### EXERCISE INSTRUCTIONS
Change "Format sample" to "Sample format" in the items from the line containing "Target: sun glare" through the line containing "x=318, y=229", keeping everything else the same, and return only that part.

__________________________________________________

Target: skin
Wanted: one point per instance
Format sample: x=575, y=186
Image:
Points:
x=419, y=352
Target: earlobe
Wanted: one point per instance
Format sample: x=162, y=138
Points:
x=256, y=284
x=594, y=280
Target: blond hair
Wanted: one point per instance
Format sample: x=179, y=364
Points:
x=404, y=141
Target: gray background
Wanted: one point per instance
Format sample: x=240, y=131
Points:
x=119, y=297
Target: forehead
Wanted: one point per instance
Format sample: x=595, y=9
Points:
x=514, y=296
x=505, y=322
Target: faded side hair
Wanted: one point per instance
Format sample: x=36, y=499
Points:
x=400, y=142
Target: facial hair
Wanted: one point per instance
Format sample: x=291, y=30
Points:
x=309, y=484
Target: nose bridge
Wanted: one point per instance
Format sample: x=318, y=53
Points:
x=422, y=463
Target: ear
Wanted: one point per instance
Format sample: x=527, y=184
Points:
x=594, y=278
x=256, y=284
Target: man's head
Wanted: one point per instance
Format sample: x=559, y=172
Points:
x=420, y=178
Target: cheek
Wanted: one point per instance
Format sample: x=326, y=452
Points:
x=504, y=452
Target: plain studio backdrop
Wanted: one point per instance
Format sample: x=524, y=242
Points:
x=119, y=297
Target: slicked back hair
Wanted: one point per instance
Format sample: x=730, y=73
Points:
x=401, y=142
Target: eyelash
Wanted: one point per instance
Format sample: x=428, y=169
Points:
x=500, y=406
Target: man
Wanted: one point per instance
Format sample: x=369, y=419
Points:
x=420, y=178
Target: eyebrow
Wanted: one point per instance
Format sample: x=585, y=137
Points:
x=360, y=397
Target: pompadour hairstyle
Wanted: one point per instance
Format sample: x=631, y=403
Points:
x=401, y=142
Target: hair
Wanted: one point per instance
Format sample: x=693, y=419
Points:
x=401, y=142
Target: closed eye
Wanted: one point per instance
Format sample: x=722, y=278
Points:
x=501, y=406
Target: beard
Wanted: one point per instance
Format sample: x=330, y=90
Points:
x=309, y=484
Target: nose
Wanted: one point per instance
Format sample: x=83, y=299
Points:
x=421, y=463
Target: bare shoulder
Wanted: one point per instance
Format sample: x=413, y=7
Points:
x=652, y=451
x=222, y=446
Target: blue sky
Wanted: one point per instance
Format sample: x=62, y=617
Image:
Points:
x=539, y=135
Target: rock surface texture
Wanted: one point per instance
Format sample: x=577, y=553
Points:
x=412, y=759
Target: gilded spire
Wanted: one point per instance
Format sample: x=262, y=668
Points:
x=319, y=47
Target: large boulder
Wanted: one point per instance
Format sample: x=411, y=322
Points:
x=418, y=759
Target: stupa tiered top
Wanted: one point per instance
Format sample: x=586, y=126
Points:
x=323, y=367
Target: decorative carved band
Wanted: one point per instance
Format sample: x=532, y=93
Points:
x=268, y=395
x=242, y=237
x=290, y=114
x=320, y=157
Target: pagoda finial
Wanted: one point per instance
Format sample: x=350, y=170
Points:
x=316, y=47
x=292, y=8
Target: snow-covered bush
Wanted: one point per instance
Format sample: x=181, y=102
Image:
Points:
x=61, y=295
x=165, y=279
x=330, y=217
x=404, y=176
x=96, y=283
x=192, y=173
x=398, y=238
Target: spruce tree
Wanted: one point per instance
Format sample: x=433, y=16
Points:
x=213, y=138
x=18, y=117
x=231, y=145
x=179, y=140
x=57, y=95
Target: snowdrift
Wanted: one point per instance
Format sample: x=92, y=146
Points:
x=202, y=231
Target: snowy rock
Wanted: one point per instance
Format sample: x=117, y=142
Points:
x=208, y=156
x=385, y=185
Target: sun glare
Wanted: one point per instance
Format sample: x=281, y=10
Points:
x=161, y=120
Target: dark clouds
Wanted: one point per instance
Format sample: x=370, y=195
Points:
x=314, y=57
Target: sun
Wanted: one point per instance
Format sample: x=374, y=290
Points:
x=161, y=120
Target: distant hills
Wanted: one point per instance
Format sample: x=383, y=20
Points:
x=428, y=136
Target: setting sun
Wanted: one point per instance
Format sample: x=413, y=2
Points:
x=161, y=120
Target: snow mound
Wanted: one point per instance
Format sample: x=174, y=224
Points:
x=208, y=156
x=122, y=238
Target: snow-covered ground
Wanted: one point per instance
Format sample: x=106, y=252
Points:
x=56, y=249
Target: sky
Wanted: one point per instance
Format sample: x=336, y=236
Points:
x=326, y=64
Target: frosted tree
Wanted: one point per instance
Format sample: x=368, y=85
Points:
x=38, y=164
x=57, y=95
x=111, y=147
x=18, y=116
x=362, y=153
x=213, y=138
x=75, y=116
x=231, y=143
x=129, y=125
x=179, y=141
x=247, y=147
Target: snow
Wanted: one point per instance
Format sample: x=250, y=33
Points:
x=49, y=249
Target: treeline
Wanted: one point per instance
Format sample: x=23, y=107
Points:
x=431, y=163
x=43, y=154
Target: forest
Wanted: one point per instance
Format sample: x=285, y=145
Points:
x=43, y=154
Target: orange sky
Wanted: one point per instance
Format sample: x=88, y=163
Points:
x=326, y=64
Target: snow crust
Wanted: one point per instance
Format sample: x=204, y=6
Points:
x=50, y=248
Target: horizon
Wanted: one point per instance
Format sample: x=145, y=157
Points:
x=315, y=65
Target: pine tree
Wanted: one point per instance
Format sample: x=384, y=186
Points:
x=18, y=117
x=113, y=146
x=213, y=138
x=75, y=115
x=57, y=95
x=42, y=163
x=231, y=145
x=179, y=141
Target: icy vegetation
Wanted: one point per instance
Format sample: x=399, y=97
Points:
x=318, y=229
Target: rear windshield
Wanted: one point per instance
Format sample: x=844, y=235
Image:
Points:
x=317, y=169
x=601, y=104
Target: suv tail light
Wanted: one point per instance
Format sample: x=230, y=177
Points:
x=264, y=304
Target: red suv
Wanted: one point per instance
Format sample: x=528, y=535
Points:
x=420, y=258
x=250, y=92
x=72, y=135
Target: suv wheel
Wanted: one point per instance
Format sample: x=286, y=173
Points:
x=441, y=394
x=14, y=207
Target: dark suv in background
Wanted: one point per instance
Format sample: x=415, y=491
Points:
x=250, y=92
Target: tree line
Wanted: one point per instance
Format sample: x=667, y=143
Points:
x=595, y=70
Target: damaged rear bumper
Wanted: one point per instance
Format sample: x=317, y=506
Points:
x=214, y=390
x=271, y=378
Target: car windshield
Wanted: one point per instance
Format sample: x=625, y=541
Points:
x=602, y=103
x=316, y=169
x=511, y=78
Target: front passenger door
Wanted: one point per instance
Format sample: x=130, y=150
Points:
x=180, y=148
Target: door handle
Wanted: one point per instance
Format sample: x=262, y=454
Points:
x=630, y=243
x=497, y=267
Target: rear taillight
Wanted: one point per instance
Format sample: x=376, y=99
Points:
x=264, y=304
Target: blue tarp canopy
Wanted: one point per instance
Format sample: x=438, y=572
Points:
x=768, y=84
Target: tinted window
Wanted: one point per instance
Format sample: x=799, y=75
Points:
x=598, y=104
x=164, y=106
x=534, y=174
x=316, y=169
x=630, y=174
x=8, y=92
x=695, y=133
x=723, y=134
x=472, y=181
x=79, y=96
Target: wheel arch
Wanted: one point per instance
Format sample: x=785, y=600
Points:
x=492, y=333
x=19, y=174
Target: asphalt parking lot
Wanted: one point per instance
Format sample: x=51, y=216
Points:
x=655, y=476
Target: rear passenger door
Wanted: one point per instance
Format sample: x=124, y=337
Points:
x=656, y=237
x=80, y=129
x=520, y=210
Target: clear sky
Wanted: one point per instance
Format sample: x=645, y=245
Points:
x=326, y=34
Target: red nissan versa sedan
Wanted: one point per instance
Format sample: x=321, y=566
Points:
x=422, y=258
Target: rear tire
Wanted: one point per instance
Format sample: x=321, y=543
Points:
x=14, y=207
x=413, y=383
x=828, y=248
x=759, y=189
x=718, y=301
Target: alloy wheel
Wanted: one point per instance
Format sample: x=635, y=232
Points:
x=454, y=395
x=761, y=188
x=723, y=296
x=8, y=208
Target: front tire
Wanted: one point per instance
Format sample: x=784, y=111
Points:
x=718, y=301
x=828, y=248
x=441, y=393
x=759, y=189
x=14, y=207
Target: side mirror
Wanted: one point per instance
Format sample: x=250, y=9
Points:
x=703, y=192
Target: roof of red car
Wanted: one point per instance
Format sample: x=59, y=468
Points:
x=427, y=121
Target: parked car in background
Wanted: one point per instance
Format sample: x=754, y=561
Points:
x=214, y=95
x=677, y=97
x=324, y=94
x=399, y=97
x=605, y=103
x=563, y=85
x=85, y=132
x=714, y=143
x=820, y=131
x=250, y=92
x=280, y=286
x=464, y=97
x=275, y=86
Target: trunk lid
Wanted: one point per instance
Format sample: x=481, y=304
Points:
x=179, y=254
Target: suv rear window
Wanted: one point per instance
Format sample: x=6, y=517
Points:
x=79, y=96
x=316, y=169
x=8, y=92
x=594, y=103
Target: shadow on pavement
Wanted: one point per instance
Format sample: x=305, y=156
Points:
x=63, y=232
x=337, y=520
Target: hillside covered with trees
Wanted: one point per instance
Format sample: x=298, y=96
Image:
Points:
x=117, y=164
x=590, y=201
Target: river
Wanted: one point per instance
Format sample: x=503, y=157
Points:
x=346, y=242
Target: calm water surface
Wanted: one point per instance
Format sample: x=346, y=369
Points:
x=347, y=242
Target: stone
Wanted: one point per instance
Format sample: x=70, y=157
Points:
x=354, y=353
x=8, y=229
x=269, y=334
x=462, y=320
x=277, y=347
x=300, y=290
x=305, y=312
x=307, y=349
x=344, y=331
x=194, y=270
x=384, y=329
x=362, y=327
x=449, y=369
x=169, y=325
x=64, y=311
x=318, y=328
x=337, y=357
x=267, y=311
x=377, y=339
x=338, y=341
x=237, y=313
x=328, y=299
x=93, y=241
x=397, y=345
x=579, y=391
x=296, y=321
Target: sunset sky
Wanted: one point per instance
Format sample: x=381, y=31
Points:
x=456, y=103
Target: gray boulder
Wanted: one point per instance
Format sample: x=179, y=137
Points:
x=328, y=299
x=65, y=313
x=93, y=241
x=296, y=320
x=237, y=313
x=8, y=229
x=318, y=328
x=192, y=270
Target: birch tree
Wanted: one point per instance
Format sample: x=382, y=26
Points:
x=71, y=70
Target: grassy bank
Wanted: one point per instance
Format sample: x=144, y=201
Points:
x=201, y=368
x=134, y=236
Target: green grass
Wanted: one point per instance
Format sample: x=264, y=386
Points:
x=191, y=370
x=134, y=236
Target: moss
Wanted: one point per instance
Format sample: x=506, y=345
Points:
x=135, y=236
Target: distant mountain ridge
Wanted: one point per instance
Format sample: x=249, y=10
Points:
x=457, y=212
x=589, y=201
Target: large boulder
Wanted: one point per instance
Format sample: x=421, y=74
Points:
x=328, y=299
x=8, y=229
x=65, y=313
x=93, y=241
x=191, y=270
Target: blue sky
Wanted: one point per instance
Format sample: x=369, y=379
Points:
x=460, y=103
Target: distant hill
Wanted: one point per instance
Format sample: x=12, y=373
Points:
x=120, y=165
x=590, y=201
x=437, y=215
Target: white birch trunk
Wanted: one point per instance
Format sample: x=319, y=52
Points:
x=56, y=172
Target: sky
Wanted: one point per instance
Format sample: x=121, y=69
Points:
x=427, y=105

__________________________________________________

### WRITTEN SOLUTION
Target: sun glare
Wanted: one point per instance
Sample format: x=281, y=10
Points:
x=161, y=120
Target: dark clouds
Wanted: one point per instance
Sample format: x=370, y=195
Points:
x=314, y=57
Target: sun
Wanted: one point per instance
Sample format: x=374, y=290
Points:
x=161, y=120
Target: distant hills
Wanted: one point per instance
Sample format: x=383, y=20
Points:
x=428, y=136
Target: setting sun
Wanted: one point per instance
Sample format: x=413, y=2
Points:
x=161, y=120
Target: snow mound
Wanted: one point per instance
Sample format: x=174, y=224
Points:
x=208, y=156
x=122, y=238
Target: snow-covered ground
Wanted: one point per instance
Sample format: x=106, y=252
Points:
x=56, y=249
Target: sky
Wanted: one point per instance
Sample format: x=336, y=236
Points:
x=326, y=64
Target: frosted tree
Wanted: one point per instance
Sample format: x=368, y=85
Points:
x=38, y=164
x=57, y=95
x=111, y=147
x=18, y=116
x=362, y=153
x=213, y=138
x=75, y=116
x=231, y=143
x=129, y=125
x=179, y=141
x=247, y=147
Target: snow
Wanted: one point per instance
Sample format: x=250, y=33
Points:
x=49, y=249
Target: treeline
Wanted: one point per instance
Sample format: x=23, y=107
Points:
x=431, y=163
x=43, y=154
Target: forest
Wanted: one point per instance
Sample format: x=285, y=145
Points:
x=43, y=154
Target: orange sky
Wanted: one point per instance
Sample format: x=88, y=163
Points:
x=326, y=64
Target: snow crust
Wanted: one point per instance
Sample format: x=204, y=6
Points:
x=50, y=248
Target: horizon
Wanted: one point per instance
Sample format: x=145, y=157
Points:
x=315, y=65
Target: pine tree
Wanted: one point per instance
Sample format: x=384, y=186
Points:
x=18, y=117
x=113, y=146
x=213, y=138
x=75, y=115
x=57, y=95
x=42, y=163
x=231, y=145
x=179, y=141
Target: icy vegetation
Wanted: one point per instance
Sample format: x=399, y=97
Points:
x=318, y=229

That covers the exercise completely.